───── SUPPLIED INFORMATION
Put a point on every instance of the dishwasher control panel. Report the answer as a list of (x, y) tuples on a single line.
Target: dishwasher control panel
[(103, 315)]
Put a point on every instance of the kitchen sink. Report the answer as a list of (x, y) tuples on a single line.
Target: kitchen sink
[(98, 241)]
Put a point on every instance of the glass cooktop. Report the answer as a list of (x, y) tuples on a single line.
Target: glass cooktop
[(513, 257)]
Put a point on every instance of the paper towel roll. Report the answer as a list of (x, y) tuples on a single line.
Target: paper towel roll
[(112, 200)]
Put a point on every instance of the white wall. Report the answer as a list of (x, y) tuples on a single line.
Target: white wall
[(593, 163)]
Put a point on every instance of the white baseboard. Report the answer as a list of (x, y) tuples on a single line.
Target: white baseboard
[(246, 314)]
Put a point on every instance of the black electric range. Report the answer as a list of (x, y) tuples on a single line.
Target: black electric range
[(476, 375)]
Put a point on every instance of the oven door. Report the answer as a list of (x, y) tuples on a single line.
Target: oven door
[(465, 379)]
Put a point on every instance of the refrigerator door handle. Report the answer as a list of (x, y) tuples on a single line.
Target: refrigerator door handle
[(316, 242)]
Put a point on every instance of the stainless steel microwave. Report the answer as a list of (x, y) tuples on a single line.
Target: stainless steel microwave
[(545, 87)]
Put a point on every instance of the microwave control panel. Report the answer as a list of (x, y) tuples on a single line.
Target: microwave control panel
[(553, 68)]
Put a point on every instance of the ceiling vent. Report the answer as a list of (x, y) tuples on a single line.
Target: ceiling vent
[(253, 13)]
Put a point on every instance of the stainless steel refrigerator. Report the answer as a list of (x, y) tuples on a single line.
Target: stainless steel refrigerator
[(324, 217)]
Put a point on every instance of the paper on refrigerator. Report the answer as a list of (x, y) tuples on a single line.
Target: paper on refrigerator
──────────
[WHAT TO DO]: Repeat the records above exactly as they appear.

[FINISHED TASK]:
Put a point on every instance of the dishwasher control panel. Report the answer as a list of (x, y) tuples on a single line.
Target: dishwasher control panel
[(103, 315)]
Put a point on every instance of the kitchen sink. Report the answer as a list of (x, y) tuples on a single line.
Target: kitchen sink
[(98, 241)]
Put a point on every instance of the glass cooktop. Report the answer as a list of (x, y) tuples on a single line.
Target: glass cooktop
[(513, 257)]
Put a point on every instance of the paper towel roll. Report the answer as a list of (x, y) tuples on a single line.
Target: paper towel roll
[(112, 200)]
Put a point on every instance of the white wall. Report the answer as a list of (x, y) tuples on a single line.
Target: white wall
[(593, 163)]
Put a point on every instance of the white baseboard. Report the answer as a list of (x, y) tuples on a single line.
Target: white baseboard
[(246, 314)]
Put a point on every instance of the black electric range. Report the answer as a list of (x, y) tuples on a single line.
Target: black electric range
[(476, 375)]
Put a point on every instance of the oven door. Report the answer as a list of (x, y) tuples on a single line.
Target: oven door
[(465, 379)]
Put a point on every instance of the refrigerator door handle. Report the answer as a list of (x, y) tuples on a single line.
Target: refrigerator door handle
[(316, 242)]
Put a point on every instance of the stainless steel microwave. Report the answer as a list of (x, y) tuples on a single line.
Target: stainless steel microwave
[(545, 87)]
Put a point on every instance of the microwave control panel. Report the answer as a list of (x, y) tuples on a single line.
Target: microwave control panel
[(553, 68)]
Put a point on every instance of the ceiling vent. Report the answer as a list of (x, y) tuples on a single line.
Target: ceiling vent
[(253, 13)]
Put a point on every instance of the stainless steel refrigerator. Report the answer as a list of (x, y) tuples on a single line.
Target: stainless steel refrigerator
[(324, 217)]
Put a point on every instance of the paper on refrigerator. Report the answer as a list of (x, y) tuples on a single line.
Target: paper on refrigerator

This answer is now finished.